*WRITTEN PROBLEM*
Copy the records below exactly, leaving out any pictures.

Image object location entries
____
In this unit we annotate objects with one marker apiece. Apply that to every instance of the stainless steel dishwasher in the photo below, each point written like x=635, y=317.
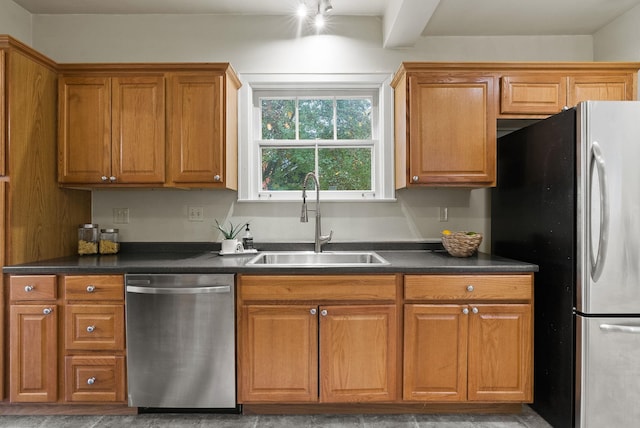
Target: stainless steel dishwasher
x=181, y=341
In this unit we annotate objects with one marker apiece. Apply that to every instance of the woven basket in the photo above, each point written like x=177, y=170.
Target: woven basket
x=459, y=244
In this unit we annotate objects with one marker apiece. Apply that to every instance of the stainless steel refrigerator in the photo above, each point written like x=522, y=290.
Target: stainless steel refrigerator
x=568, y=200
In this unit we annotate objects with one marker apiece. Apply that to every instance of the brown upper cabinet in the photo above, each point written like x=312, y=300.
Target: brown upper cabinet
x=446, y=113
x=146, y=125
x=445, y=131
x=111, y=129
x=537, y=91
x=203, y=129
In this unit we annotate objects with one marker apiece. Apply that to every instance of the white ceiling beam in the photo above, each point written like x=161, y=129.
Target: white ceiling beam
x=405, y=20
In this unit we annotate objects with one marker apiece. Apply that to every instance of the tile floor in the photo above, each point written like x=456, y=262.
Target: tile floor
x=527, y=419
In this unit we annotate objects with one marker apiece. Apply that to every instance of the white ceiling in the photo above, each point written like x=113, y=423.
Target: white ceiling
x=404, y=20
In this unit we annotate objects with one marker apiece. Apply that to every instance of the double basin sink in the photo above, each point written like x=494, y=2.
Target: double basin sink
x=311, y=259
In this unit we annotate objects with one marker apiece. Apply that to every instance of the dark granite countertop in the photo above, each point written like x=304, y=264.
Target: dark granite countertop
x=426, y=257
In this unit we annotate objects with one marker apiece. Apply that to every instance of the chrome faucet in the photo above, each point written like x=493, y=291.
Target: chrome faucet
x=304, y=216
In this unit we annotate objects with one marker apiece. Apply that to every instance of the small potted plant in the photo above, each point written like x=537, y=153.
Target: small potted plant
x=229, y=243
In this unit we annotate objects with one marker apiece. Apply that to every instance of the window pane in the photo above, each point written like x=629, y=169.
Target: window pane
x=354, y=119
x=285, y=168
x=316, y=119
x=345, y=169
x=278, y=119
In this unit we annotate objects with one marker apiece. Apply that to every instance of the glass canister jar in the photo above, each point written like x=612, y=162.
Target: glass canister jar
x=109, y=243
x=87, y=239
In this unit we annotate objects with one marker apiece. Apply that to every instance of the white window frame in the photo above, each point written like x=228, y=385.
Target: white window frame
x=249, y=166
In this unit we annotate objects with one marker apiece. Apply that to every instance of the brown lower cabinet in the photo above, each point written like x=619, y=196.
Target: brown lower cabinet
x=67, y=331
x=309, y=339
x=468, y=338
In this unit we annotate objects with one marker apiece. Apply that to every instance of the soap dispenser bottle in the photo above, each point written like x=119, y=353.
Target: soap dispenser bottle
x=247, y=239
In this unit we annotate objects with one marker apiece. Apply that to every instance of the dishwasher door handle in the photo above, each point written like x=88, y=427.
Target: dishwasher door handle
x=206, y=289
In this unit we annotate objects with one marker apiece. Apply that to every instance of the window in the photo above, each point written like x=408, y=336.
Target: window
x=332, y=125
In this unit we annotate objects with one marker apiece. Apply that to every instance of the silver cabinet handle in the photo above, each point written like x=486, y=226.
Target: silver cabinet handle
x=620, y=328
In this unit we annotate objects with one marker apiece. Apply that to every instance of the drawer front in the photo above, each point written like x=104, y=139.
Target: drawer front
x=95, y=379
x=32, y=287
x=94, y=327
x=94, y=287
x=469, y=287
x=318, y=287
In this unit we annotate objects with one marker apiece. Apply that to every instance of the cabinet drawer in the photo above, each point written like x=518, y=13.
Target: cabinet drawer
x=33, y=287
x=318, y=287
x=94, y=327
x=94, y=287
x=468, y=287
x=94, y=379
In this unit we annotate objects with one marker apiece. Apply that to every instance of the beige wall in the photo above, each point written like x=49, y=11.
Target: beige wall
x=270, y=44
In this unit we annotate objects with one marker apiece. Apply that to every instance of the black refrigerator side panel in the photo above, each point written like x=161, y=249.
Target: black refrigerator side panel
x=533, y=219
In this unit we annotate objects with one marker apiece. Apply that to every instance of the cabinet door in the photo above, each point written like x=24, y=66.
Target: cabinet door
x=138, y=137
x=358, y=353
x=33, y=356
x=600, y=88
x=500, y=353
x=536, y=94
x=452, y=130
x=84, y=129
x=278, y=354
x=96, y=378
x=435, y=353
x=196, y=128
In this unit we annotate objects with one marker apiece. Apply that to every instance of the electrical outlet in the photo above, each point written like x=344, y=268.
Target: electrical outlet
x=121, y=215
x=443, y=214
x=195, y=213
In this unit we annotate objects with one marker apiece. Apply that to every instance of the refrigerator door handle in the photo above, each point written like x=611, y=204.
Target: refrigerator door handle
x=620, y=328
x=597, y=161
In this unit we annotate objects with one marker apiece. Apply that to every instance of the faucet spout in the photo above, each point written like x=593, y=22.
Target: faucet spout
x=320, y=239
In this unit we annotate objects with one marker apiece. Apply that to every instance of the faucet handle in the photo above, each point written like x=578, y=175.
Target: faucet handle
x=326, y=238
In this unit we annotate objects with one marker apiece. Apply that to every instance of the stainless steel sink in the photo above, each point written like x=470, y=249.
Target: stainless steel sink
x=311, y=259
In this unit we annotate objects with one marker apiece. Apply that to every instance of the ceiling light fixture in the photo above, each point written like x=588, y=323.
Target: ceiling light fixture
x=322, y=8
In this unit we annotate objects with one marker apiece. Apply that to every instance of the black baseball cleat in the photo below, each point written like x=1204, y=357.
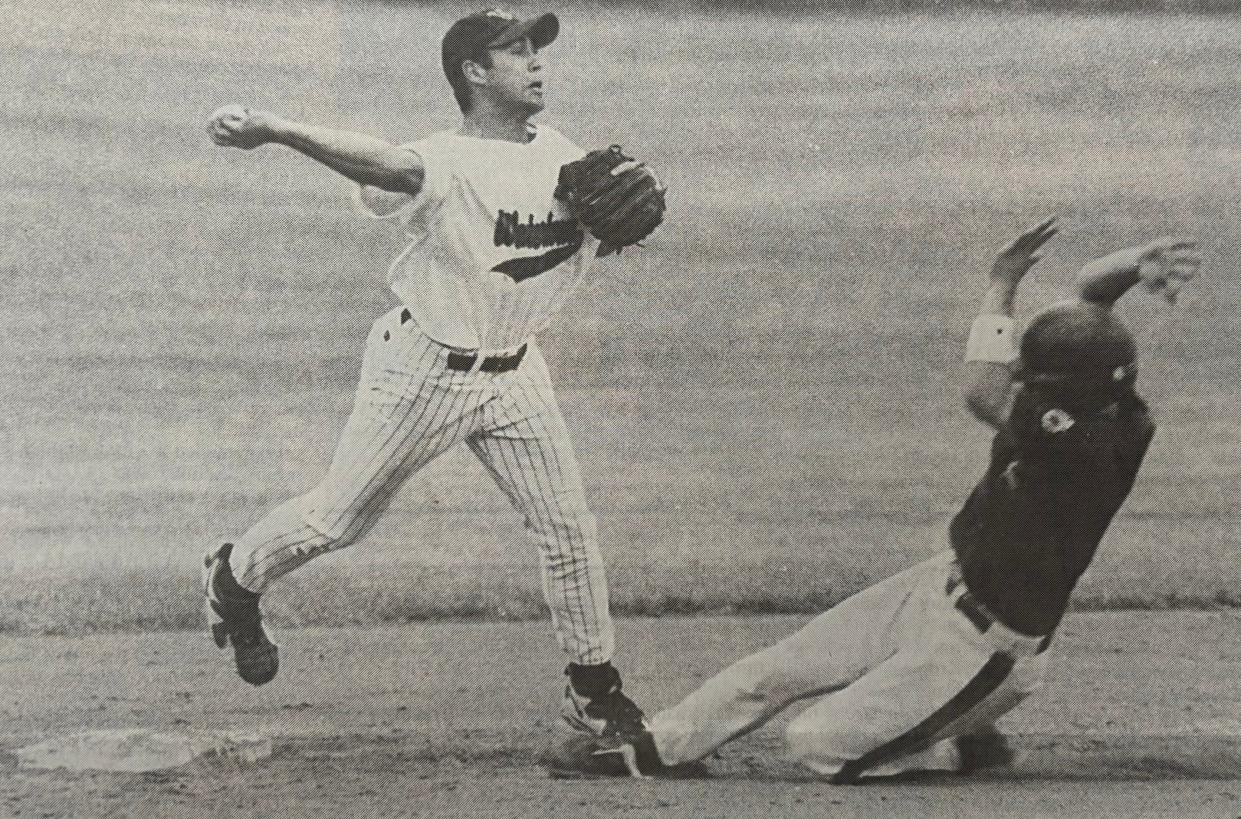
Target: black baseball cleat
____
*FINISHED EXERCISE*
In this unit we annotate objects with one marker apiece. Apply that to every instance of the stainless steel dishwasher in the photo below, each point written like x=635, y=317.
Target: stainless steel dishwasher
x=181, y=341
In this unit we annotate objects with one marker apiece. Apply that to every instance of the woven basket in the photo above, each point written like x=177, y=170.
Target: woven basket
x=459, y=244
In this unit we annotate objects with one marker apiece. Apply that to every instance of the stainless steel refrigerator in the photo above, each point written like x=522, y=290.
Target: stainless steel refrigerator
x=568, y=200
In this unit we annotate objects with one marker apiece. Apply that to every instance of the brown upper cabinet in the photo above, each point written like x=312, y=300.
Target: brown upper cabinet
x=446, y=113
x=146, y=125
x=445, y=131
x=111, y=129
x=537, y=91
x=203, y=129
In this unit we annotate objects with one marker apiece. Apply that to every instance of the white ceiling beam in the photo above, each point written like x=161, y=129.
Target: white ceiling beam
x=405, y=20
In this unit we annotate objects with one marker apiece. Apply that to every instance of the tile floor in the photo above, each point written like x=456, y=262.
Target: tile floor
x=527, y=419
In this unit we annotate objects with one marker apiece. Apply that to every instance of the white ceiling in the photo above, each point written like x=113, y=423.
Target: white ceiling
x=404, y=20
In this unit we annotate objects with one marker apiece. Apply that to every instance of the double basin sink in the photo above, each point written like x=494, y=2.
Target: double basin sink
x=311, y=259
In this unit we annotate objects with one marker apiece. Apply that to every instance of the dark granite countertop in the photo above, each point written like x=304, y=264.
Target: dark granite countertop
x=426, y=257
In this unit we annotate objects with one marker apiece. Apply that to every instance of the chrome faucet in the photo above, each point written like x=493, y=291.
Target: chrome faucet
x=304, y=216
In this unit we annotate objects with one marker apiece. Apply that to every instance of the small potted plant in the photo above, each point written like x=537, y=153.
Target: small potted plant
x=229, y=243
In this unit we annotate objects with one marker apiece. Apply that to every instance of the window pane in the photo above, each point written like x=629, y=169.
Target: window pane
x=354, y=119
x=285, y=168
x=316, y=119
x=345, y=169
x=278, y=119
In this unit we annotate objects with one marker apiece. Apply that to every instance of the glass canister jar in the photo above, each point written like x=612, y=162.
Target: glass canister jar
x=109, y=243
x=87, y=239
In this unit we annotate objects with one marker apiece. Apply that to every instance of the white window frame in the photo above, each point written like x=228, y=385.
Target: white window frame
x=249, y=166
In this unit we annotate objects with one marker apiece. Apply that to every instance of the brown lower cabinet in the photo above, each point written like x=619, y=196.
Target: brown lower cabinet
x=67, y=331
x=309, y=339
x=468, y=338
In this unit we annotate objects with one marker apiece. Apply that to every instance of the soap dispenser bottle in the photo above, each point written like x=119, y=353.
Target: soap dispenser bottle
x=247, y=239
In this unit we annotate objects with one marker apiece. Apply that to every instance of the dishwasher door handle in the photo above, each point written like x=88, y=427.
Target: dishwasher door handle
x=206, y=289
In this unit we annotate objects with one marker apiece. Apply that to every instance of the window in the photo above, each point written like x=408, y=336.
Target: window
x=332, y=125
In this unit we annotate objects with one marker apiece. Apply that to every instance of the silver cabinet handle in the photo above, each point written like x=486, y=226.
Target: silver cabinet handle
x=620, y=328
In this unit we annotate objects with one marker apiece. Apply that to every instance of the drawer front in the photo above, each point written like x=104, y=139.
Target: drawer front
x=95, y=379
x=32, y=287
x=94, y=327
x=94, y=287
x=469, y=287
x=318, y=287
In this unit we annotate objects with one marker apiece. Apply that to every instance of the cabinet drawer in the photo above, each point written like x=518, y=13.
Target: cabinet drawer
x=33, y=287
x=318, y=287
x=94, y=327
x=94, y=287
x=468, y=287
x=94, y=379
In this unit we annotate objects with one marker apiece. Apply that to every instance of the beige wall in the photo above, each point written like x=49, y=11.
Target: beige wall
x=270, y=44
In this unit we annotate objects with one marker apiece. Apply that to every instance of the black refrigerator side panel in the photo above, each point written like x=161, y=249.
Target: black refrigerator side panel
x=533, y=219
In this unit we annotate objects with one marker apiece. Apply that to every instance of the cabinet door in the photo above, each point written like x=24, y=66.
Target: cabinet door
x=138, y=137
x=358, y=353
x=33, y=356
x=600, y=88
x=500, y=353
x=536, y=94
x=452, y=130
x=84, y=129
x=278, y=354
x=96, y=378
x=435, y=353
x=196, y=128
In this unit we annotate objects with one marker apiece. Apply that to every instance of the electrical outlet in the photo above, each point written like x=344, y=268.
Target: electrical outlet
x=121, y=215
x=443, y=214
x=195, y=213
In this unit we annotate objects with one marker apiece. Apply that to every instance of the refrigerator door handle in the photo above, each point written like x=611, y=204.
Target: refrigerator door handle
x=620, y=328
x=597, y=161
In this unit we annotate objects with one marker apiece. Apply that to every instance of the faucet spout in the photo above, each point written like x=593, y=22.
Target: faucet spout
x=320, y=239
In this unit we annotate objects with one marker apiece. Apply that to every instance of the faucet handle in the photo above, each point written like x=578, y=175.
Target: faucet handle
x=326, y=238
In this unit we annotate objects with one marker apiece. Apply that to every instance of the stainless steel sink in the photo above, each point written like x=470, y=249.
Target: stainless steel sink
x=311, y=259
In this unit we annotate objects with one marker apiece. Apply that to every instance of the ceiling light fixture in the photo above, each point written like x=588, y=323.
Target: ceiling light fixture
x=322, y=8
In this unit we annotate objects with one marker apiece. Apply that to every instance of the black baseball cleat in the photo below, each point written like x=1204, y=357.
Target: black baseball cleat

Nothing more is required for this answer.